Duplicate the data below word for word, beginning with the line that contains "the person paddling" and ending with the last line of the data, with both of those lines included.

Pointing and labeling entries:
^^^^^^^^

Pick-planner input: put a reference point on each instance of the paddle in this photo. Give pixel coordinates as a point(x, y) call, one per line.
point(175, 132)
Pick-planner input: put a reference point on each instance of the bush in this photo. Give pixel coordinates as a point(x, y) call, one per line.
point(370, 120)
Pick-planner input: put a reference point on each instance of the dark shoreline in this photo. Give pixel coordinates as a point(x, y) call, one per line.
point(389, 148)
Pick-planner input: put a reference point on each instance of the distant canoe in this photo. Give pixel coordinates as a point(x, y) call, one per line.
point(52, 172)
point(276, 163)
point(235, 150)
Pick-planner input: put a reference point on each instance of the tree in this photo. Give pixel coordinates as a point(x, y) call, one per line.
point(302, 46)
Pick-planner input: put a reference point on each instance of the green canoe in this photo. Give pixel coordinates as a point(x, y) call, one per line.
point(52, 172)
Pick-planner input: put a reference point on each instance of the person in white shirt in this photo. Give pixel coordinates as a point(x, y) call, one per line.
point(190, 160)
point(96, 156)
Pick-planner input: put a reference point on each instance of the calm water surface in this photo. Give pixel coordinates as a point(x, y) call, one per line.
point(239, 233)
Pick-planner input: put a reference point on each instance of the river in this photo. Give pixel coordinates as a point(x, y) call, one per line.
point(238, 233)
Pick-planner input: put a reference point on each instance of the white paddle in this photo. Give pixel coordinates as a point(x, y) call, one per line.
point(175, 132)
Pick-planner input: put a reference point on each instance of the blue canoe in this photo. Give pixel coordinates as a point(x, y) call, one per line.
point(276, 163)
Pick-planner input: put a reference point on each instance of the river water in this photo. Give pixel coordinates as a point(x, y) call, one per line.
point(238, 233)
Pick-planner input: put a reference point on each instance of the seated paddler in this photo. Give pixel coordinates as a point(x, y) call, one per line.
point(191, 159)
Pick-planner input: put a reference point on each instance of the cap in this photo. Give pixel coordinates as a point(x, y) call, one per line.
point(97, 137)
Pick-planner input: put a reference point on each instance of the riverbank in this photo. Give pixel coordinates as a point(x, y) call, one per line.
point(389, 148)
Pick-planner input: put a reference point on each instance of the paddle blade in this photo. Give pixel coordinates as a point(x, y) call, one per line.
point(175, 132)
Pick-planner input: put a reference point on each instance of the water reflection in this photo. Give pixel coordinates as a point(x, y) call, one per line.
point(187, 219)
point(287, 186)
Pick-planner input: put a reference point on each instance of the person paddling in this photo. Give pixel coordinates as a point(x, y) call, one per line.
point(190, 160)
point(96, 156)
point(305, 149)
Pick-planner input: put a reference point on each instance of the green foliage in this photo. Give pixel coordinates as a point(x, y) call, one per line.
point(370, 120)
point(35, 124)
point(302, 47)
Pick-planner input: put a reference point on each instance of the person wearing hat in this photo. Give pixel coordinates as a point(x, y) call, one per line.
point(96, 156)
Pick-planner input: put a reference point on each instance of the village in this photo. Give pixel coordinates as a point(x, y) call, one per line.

^^^^^^^^

§ **Answer to the task**
Pick-planner input: put a reference point on each instance of the person paddling in this photo. Give pixel coordinates as a point(x, y) call, one per line.
point(190, 160)
point(96, 156)
point(305, 149)
Pick-planner input: put a reference point on each instance of the green foliage in this photo. Give pixel coordinates as a point(x, y) call, one per line.
point(370, 120)
point(35, 124)
point(302, 47)
Pick-planner input: put a reference point on each instance of the person wearing hat in this photo. Give pixel coordinates as a point(x, y) call, one per line.
point(96, 156)
Pick-planner input: put a reference point on each instance of the village in this photo. Give pixel coordinates as a point(x, y) call, one per line.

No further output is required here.